**Exercise requirements**
Reproduce the whole listing below line by line, without changing any character.

## Start Data shown

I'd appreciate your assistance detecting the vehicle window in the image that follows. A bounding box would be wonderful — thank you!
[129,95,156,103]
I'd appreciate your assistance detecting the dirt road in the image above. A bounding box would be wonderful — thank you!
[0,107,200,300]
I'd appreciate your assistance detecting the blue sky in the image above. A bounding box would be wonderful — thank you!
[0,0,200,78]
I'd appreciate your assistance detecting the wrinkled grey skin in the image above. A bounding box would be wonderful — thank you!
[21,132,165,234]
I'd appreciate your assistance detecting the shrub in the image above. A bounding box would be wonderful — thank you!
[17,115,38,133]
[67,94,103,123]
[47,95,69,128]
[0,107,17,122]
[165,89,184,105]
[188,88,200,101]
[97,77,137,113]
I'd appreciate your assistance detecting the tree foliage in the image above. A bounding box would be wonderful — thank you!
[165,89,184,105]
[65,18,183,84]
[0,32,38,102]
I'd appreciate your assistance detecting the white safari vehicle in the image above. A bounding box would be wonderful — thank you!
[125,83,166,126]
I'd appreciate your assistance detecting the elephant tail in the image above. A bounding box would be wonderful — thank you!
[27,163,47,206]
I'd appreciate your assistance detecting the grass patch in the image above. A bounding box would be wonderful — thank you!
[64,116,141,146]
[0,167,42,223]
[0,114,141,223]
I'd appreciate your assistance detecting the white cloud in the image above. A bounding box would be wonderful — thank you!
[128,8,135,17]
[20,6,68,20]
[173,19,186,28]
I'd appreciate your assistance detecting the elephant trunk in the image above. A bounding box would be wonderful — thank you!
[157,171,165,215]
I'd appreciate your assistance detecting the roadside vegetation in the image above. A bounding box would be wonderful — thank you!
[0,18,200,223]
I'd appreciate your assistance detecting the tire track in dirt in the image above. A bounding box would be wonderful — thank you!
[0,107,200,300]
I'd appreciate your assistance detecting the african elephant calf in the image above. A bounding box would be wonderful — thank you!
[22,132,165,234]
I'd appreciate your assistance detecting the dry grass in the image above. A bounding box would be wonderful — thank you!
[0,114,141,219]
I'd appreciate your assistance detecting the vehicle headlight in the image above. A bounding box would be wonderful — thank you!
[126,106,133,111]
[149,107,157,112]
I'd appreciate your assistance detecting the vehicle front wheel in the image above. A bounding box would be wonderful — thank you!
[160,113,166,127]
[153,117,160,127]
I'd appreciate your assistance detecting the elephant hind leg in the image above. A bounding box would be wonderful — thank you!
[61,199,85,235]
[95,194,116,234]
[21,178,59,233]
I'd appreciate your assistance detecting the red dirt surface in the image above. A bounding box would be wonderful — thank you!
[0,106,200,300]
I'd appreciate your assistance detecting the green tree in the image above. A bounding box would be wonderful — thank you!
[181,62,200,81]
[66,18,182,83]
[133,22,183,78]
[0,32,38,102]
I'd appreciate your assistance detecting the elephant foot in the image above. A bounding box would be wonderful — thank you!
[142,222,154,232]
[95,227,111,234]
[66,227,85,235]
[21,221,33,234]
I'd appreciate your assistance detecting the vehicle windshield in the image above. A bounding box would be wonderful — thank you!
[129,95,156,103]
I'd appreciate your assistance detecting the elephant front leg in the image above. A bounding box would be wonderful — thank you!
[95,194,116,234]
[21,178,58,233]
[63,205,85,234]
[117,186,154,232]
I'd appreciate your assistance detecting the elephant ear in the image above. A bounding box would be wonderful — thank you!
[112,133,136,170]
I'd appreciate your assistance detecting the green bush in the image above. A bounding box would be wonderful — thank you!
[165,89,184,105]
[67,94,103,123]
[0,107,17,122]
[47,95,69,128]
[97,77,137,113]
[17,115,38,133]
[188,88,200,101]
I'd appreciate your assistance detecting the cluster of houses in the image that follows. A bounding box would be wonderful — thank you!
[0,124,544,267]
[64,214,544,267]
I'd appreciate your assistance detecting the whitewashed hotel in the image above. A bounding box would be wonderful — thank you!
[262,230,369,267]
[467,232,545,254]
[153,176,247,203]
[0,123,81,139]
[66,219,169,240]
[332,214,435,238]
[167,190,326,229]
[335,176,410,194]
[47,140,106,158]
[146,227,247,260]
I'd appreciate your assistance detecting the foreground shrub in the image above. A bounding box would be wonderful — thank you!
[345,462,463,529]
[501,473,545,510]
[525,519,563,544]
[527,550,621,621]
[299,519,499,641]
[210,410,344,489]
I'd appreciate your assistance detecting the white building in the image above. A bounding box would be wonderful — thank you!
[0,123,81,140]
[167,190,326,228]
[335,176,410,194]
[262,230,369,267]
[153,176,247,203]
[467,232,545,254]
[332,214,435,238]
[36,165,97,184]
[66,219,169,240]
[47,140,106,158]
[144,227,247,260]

## End Data shown

**Task response**
I'd appreciate your assistance detecting the vehicle window in the image that follows. A bounding box would be wonderful — thank you!
[129,95,156,103]
I'd appreciate your assistance detecting the dirt road in the image above. A bounding box would be wonderful — thank you!
[0,107,200,300]
I'd appreciate your assistance detecting the blue sky in the image above. A bounding box would be wonderful — thank you!
[0,0,200,78]
I'd appreciate your assistance detecting the wrinkled grey skin in the image above. A bounding box would be wonderful — thank you!
[21,132,165,234]
I'd appreciate your assistance detecting the shrub in the image above. A bounding box would be wonderful — thank you!
[17,115,38,133]
[67,94,103,123]
[47,95,69,128]
[0,107,17,122]
[165,89,184,105]
[188,88,200,101]
[97,77,137,113]
I'd appreciate your assistance detecting the tree foliage in the image above. A bounding box would be wonderful — thank you!
[165,89,184,105]
[65,18,183,84]
[0,32,38,102]
I'd appreciate your assistance detecting the white safari vehicle in the image above. A bounding box would be wonderful — thank you!
[125,83,166,126]
I'd appreciate your assistance detecting the elephant tail in the image above. A bounding box would be wonderful — thank you!
[27,163,47,206]
I'd appreciate your assistance detecting the grass patch in the image above. A bounding box would be wonderful — thank you!
[64,116,141,146]
[0,167,42,223]
[0,114,141,223]
I'd appreciate your assistance detecting the white cloud in the image above. A bounding box would be wonderful — thank you!
[128,8,135,17]
[20,6,68,20]
[173,19,186,28]
I'd appreciate your assistance detecting the elephant trunk in the image above. A bounding box would be wonderful — thank you!
[157,171,165,215]
I'd appreciate your assistance detecting the roadside vegetation in the image above. A bounding box would be wonderful — thank you!
[0,18,200,223]
I'd appreciate your assistance detecting the tire track in dirt in the image above. A bounding box would be wonderful — thank you!
[0,107,200,300]
I'd appreciate your assistance detecting the african elephant calf in the image above. A bounding box would be wonderful — thank you!
[22,132,165,234]
I'd appreciate your assistance detecting the dry grass in the image above. A bounding box would be wonderful — thank you!
[0,114,141,219]
I'd appreciate your assistance detecting the vehicle headlight in the image above. A bounding box would be wonderful — thank you!
[126,106,133,111]
[149,107,157,112]
I'd appreciate your assistance detecting the vehicle front wheel in the image above. A bounding box would be wonderful — thank you!
[160,113,166,127]
[153,117,160,127]
I'd appreciate your assistance detecting the elephant hind leg in the image above. A bounding box would be wonderful — thank you!
[61,199,85,235]
[95,194,116,234]
[21,178,59,233]
I'd appreciate your assistance detecting the red dirt surface in the image above. A bounding box would be wonderful — thank you!
[0,106,200,300]
I'd appreciate your assistance detecting the green tree in the image above. A bounding box would be wonderful — thank you!
[181,62,200,81]
[66,18,182,83]
[133,22,183,78]
[0,32,38,102]
I'd appreciate your assistance detecting the elephant foot in the image above. A bounding box would be wonderful — thank you!
[142,222,154,232]
[95,227,111,234]
[66,227,85,235]
[21,221,33,234]
I'd appreciate your assistance detecting the vehicle windshield in the image above. A bounding box would be wonderful — thank you!
[129,95,156,103]
I'd appreciate your assistance detecting the elephant front leg in the image above. A bounding box would be wonderful — thank you!
[95,194,116,234]
[21,178,58,233]
[63,205,85,234]
[117,186,154,232]
I'd appreciate your assistance detecting the elephant ear in the image above. A bounding box would be wonderful — thank you!
[112,133,136,170]
I'd appreciate your assistance detecting the green bush in the image above. A bounding box would be wonderful — thank you!
[165,89,184,105]
[67,94,103,123]
[0,107,17,122]
[47,95,69,128]
[97,77,137,113]
[17,115,38,133]
[188,88,200,101]
I'd appreciate your assistance detecting the cluster of houses in the image that follows. A bounding box would be wonderful — thank you!
[0,124,544,267]
[64,214,544,267]
I'd appreciate your assistance detecting the whitewashed hotel in the image above. A bounding box would be wonderful — thank you!
[262,230,369,267]
[467,232,545,254]
[153,176,247,203]
[0,123,81,139]
[66,219,169,240]
[332,214,435,238]
[167,190,326,229]
[335,176,410,194]
[47,140,106,158]
[146,227,247,260]
I'd appreciate your assistance detecting the foreground shrub in the image above. A bounding box would be wonderful — thank you!
[345,462,463,529]
[501,473,545,510]
[525,519,563,544]
[527,550,621,621]
[299,519,499,641]
[210,410,344,489]
I'd appreciate your assistance detecting the white building in the image above. A bounding box would be wonderful — thank you!
[0,123,81,140]
[167,190,326,228]
[335,176,410,194]
[262,230,369,267]
[153,176,247,203]
[467,232,545,254]
[332,214,435,238]
[36,165,97,184]
[66,219,169,240]
[47,140,106,158]
[144,227,247,260]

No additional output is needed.